Your instructions | Copy each record exactly as it reads, leaving out any pictures it holds.

Records excerpted from a collection |
------------------------------------------------------------

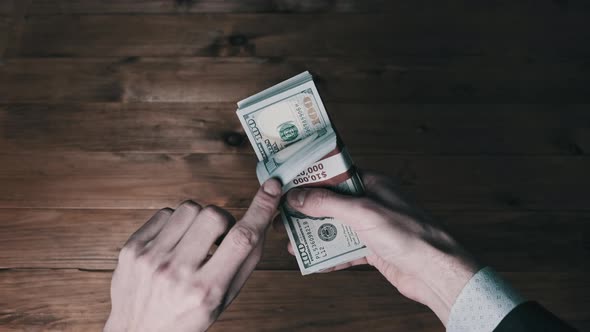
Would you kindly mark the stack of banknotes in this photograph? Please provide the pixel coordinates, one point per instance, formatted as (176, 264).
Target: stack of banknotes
(294, 140)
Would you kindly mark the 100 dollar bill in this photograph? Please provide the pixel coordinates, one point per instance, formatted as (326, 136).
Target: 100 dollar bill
(278, 118)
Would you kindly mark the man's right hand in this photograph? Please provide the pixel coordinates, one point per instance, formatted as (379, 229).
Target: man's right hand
(417, 257)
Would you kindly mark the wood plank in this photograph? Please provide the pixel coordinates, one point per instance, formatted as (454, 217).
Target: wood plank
(271, 301)
(492, 33)
(5, 30)
(398, 80)
(214, 128)
(149, 181)
(91, 239)
(6, 7)
(45, 7)
(208, 6)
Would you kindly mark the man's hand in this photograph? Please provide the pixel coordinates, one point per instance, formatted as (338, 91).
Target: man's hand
(167, 280)
(417, 257)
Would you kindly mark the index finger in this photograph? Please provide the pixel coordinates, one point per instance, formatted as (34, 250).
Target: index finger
(245, 236)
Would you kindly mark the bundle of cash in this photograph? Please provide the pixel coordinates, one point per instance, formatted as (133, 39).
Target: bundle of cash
(294, 140)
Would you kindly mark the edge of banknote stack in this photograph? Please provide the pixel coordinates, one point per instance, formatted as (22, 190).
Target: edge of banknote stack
(294, 141)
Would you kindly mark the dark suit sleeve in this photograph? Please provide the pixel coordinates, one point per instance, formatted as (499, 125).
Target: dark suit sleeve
(531, 316)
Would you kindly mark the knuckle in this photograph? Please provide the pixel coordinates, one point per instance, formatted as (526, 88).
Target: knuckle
(317, 198)
(128, 252)
(216, 217)
(244, 237)
(146, 261)
(188, 204)
(166, 211)
(265, 203)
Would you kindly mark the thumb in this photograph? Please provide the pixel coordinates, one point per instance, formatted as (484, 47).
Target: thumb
(263, 206)
(360, 213)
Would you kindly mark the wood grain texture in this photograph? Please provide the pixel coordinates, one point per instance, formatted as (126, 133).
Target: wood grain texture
(405, 79)
(438, 129)
(69, 300)
(148, 181)
(5, 30)
(6, 7)
(91, 239)
(491, 33)
(40, 7)
(52, 7)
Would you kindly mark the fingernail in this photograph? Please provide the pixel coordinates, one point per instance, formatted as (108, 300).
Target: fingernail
(296, 197)
(272, 187)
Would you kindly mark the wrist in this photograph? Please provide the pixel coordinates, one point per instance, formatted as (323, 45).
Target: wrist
(445, 269)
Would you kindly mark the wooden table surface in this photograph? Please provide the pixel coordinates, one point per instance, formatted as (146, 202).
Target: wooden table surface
(110, 110)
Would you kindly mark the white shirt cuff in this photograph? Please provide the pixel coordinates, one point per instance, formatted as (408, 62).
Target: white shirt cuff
(482, 304)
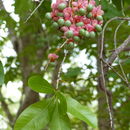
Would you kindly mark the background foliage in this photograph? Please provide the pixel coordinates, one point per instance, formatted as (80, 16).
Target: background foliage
(34, 39)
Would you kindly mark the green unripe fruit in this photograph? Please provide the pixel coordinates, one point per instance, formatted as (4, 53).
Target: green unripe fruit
(76, 38)
(48, 15)
(100, 18)
(69, 34)
(61, 6)
(98, 27)
(61, 22)
(82, 11)
(60, 14)
(92, 34)
(67, 23)
(87, 34)
(55, 25)
(80, 24)
(89, 15)
(90, 7)
(82, 32)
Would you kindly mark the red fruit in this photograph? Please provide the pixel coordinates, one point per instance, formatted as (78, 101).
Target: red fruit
(52, 57)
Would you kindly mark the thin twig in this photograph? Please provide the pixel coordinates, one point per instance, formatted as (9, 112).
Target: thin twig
(115, 43)
(58, 77)
(115, 71)
(34, 10)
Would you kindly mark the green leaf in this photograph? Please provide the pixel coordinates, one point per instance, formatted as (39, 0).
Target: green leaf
(62, 105)
(23, 6)
(59, 121)
(1, 73)
(81, 112)
(38, 84)
(35, 117)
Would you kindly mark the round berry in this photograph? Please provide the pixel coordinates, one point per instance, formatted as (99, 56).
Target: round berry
(61, 6)
(76, 38)
(98, 27)
(100, 18)
(69, 34)
(82, 32)
(60, 14)
(92, 34)
(82, 11)
(90, 7)
(80, 24)
(48, 15)
(55, 25)
(61, 22)
(89, 15)
(87, 34)
(67, 23)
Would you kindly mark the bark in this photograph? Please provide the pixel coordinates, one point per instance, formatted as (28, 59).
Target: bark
(103, 113)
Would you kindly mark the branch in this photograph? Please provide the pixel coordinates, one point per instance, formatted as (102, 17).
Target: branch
(6, 109)
(118, 50)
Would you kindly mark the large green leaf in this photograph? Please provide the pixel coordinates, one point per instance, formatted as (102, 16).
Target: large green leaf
(1, 73)
(38, 84)
(59, 121)
(81, 112)
(23, 6)
(35, 117)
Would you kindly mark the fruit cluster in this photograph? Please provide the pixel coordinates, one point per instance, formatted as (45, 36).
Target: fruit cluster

------------------------------------------------------------

Answer to this task |
Would you kindly mark the stack of banknotes in this photograph? Please provide the pixel coordinates, one point per instance, formatted as (176, 264).
Target: stack of banknotes
(294, 140)
Would you kindly mark the 100 dollar bill in this photograph? Please provide the pixel coordinates, one point per instance, formatted as (326, 136).
Target: 100 dollar bill
(278, 118)
Would you kindly mark the man's right hand in this photograph? Please provide the pixel coordinates, one point per instance, formatted as (379, 229).
Target: man's right hand
(417, 257)
Would you kindly mark the wood plank in this photograph? Please provide the pixel coordinates, one point per instance, formatted as (454, 217).
Target: wood plank
(271, 301)
(492, 33)
(5, 30)
(398, 80)
(214, 128)
(149, 181)
(91, 239)
(6, 7)
(45, 7)
(208, 6)
Would you kindly mark the man's hand in this photograph? Please provide the pixel coordinates, one point per instance, formatted as (338, 91).
Target: man's hand
(167, 280)
(417, 257)
Would you kindly mark the index finger in this photograph? Please provide the pixel coordinates, one point per instance, formatted as (34, 250).
Target: index finger
(245, 236)
Would you kindly mark the bundle of cash in this photograph? Please provide the pixel coordinates, one point per instance, formatted as (133, 39).
Target: bundle of cash
(294, 140)
Would you kindly mark the edge of banknote stack in this photograph? Please provide the pixel coordinates, one point per instance, formatted as (22, 190).
Target: edge of banknote stack
(294, 141)
Would you kindly mark the dark suit sleeve in this photograph? Please provide the pixel coordinates, one point per instance, formatted as (499, 125).
Target: dark suit sleeve
(531, 316)
Would you kindly mark the knuckle in this photograph? Please provide the pixel coordinates, one point per instance, formatted as (526, 88).
Target: knuckle
(317, 198)
(128, 252)
(216, 217)
(244, 237)
(146, 261)
(188, 204)
(166, 211)
(265, 203)
Would you kindly mark the thumb in this photograph? Please provide the pixel coordinates, one point per instance, formatted as (484, 47).
Target: thumb
(263, 206)
(360, 213)
Would you kindly mark the wood grain texture in this photograph? Please provide the pixel coordinates, one point per instance, formatted as (126, 133).
Target: wood grain texture
(405, 79)
(438, 129)
(69, 300)
(148, 181)
(5, 30)
(6, 7)
(91, 239)
(491, 33)
(40, 7)
(52, 7)
Would you kindly mark the fingernail in this photograph? Please provide the pixel coordinates, one point per instance, formatted as (108, 300).
Target: fingernail
(296, 197)
(272, 187)
Would you kindly mark the wrist in this photograph? Please provide the pixel coordinates, one point per instance, formatted as (323, 45).
Target: wrist
(445, 269)
Would you kindly mark the wooden table surface in this photograph? Please provide the pixel coordinates, one point per instance, formatted as (146, 202).
Target: wooden table surface
(110, 110)
Would you kindly mark the white shirt cuff in this photograph? Please provide the pixel coordinates, one point per instance, formatted as (408, 62).
Target: white shirt cuff
(482, 304)
Would you kindly mark the background foliage in this photograph? Please provide the pixel coordinates, one point per instance, formatted as (80, 16).
Target: background foliage
(34, 39)
Would you kindly mark the green unripe fruit in this photograph? Please provide the pixel coordinates, one point per instance, formatted as (4, 53).
Target: green unripe fruit
(76, 38)
(48, 15)
(100, 18)
(69, 34)
(61, 6)
(98, 27)
(61, 22)
(82, 11)
(60, 14)
(92, 34)
(67, 23)
(87, 34)
(55, 25)
(80, 24)
(89, 15)
(90, 7)
(82, 32)
Would you kindly mark the red fruit in this photograph? Please provide the pixel coordinates, one point per instance, formatted as (78, 101).
Target: red fruit
(52, 57)
Would you kindly mark the thin twig in this photograph? Please provide the pixel coordinates, one point per instance, formatted as (9, 112).
Target: thin twig
(115, 43)
(58, 77)
(115, 71)
(34, 10)
Would you kindly mark the green leaf in this photograph? Please provide the pixel coordinates, one point per instance, formatted as (39, 0).
Target: green leaf
(62, 105)
(23, 6)
(59, 121)
(1, 73)
(81, 112)
(38, 84)
(35, 117)
Would you kindly mark the round berry in this photograph? Please provide the pixel coordinates, one point per instance, formatted as (99, 56).
Target: round berry
(61, 6)
(76, 38)
(98, 27)
(100, 18)
(69, 34)
(82, 32)
(60, 14)
(92, 34)
(82, 11)
(90, 7)
(80, 24)
(48, 15)
(55, 25)
(61, 22)
(89, 15)
(87, 34)
(67, 23)
Would you kindly mark the bark in this photograph? Please provide the pixel coordinates, one point per instance, formatted as (28, 59).
Target: bark
(103, 113)
Would you kindly mark the branch in this photograph? Please provide the pixel coordinates, one point per instance, formatted as (102, 17).
Target: branch
(6, 109)
(118, 50)
Would you kindly mark the large green leaf in this photograph? Please provide the pixel coordinates, one point per instance, formatted as (102, 16).
Target: large green leaf
(1, 73)
(38, 84)
(59, 121)
(81, 112)
(23, 6)
(35, 117)
Would you kindly mark the fruit cluster in this photograph? Please provide the pixel coordinates, one point per instance, formatted as (45, 36).
Target: fruit cluster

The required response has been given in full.